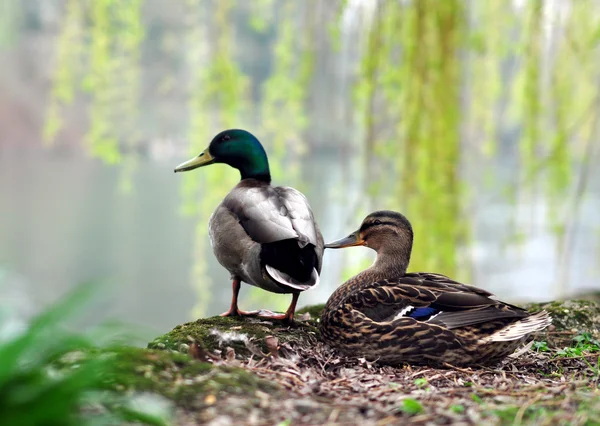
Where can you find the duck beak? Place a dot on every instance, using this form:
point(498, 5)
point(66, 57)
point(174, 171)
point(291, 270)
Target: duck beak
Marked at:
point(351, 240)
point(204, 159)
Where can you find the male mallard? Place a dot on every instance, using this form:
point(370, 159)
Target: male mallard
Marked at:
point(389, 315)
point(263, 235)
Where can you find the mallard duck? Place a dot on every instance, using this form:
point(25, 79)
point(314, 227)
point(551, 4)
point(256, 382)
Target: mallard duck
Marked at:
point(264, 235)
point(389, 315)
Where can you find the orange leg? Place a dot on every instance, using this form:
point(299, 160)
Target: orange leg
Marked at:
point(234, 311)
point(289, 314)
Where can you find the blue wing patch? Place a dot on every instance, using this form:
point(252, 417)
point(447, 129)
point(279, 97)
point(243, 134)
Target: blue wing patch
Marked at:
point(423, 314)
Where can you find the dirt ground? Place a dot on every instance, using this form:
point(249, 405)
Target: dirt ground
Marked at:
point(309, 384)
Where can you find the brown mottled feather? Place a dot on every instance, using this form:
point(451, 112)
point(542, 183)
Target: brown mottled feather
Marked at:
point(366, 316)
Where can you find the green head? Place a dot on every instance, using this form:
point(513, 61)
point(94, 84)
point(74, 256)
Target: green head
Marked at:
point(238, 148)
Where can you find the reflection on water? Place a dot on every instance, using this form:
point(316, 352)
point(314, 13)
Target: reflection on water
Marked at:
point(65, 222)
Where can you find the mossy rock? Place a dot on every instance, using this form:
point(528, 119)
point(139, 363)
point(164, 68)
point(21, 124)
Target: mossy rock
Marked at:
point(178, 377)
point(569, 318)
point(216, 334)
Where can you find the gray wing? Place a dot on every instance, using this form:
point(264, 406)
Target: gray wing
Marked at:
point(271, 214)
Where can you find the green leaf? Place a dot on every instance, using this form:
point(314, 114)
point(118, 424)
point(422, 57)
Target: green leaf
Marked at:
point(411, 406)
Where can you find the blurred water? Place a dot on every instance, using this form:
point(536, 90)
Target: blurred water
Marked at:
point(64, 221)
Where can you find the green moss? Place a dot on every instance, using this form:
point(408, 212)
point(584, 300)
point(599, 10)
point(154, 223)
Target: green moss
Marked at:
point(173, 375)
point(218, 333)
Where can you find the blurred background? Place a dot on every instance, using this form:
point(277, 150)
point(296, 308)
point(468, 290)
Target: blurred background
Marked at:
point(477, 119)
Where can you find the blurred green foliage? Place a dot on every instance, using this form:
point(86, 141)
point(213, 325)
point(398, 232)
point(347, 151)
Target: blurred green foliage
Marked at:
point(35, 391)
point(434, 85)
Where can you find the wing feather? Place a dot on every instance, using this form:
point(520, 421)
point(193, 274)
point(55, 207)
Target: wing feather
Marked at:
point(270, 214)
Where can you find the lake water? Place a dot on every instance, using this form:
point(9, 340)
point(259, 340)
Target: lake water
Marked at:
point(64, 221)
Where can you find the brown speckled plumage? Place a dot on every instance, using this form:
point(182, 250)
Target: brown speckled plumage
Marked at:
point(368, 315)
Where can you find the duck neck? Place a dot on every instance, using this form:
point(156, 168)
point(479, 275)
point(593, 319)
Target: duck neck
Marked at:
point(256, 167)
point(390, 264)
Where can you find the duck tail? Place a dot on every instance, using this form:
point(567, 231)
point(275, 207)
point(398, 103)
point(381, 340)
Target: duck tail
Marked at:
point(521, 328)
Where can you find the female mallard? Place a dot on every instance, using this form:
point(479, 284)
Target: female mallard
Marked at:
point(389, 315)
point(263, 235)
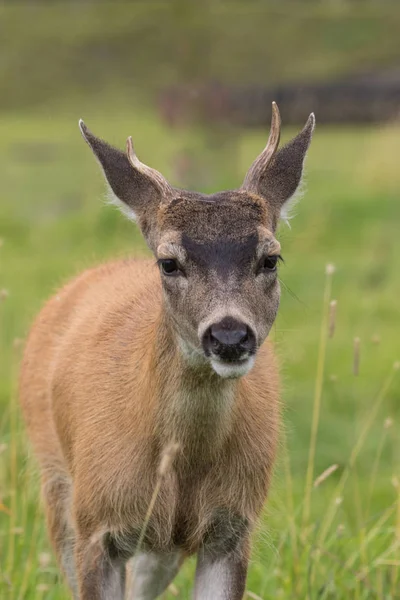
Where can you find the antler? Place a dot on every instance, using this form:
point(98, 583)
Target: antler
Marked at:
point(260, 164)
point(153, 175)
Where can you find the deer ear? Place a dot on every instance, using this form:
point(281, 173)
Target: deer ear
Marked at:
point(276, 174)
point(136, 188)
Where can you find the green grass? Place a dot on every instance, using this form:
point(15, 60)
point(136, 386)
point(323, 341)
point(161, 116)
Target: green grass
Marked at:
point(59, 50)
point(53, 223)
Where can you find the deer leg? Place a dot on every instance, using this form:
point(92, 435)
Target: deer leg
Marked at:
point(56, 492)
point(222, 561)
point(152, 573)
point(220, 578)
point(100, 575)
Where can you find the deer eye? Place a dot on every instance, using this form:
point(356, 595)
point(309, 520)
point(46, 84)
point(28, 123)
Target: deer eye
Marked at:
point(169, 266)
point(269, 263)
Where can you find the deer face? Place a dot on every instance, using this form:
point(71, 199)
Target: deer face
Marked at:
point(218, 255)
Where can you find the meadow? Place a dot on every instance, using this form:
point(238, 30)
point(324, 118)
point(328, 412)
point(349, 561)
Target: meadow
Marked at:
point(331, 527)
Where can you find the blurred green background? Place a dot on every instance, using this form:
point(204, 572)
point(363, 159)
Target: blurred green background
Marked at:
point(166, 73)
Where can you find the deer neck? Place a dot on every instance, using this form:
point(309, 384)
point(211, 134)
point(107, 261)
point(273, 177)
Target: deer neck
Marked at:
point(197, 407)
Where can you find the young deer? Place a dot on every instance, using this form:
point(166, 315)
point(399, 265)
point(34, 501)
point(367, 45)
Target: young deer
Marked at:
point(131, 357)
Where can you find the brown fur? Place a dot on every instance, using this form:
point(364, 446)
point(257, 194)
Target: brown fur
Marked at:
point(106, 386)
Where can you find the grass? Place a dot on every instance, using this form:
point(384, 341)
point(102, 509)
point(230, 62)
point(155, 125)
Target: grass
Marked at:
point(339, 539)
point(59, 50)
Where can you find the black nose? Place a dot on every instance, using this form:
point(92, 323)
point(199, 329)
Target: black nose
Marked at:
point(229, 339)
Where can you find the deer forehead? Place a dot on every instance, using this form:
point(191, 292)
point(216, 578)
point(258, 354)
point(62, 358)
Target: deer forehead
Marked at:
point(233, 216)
* * * * *
* [TASK INSTRUCTIONS]: Rewrite everything from the line containing "Where can you find the lake" down to the line containing "point(390, 264)", requests included. Raise both coordinates of every marked point by 113, and leave the sample points under each request unchanged.

* [WRITTEN RESPONSE]:
Where can you find the lake water? Place a dot on every instance, using this form:
point(9, 340)
point(259, 340)
Target: lake water
Marked at:
point(177, 334)
Where can you find the brown speckled plumage? Place a dot on every instance, using this form:
point(182, 250)
Target: brown speckled plumage
Marked at:
point(481, 428)
Where can you find the duck neck? Place a dot on every instance, using this form:
point(156, 168)
point(479, 275)
point(593, 319)
Target: duck neck
Marked at:
point(369, 280)
point(503, 377)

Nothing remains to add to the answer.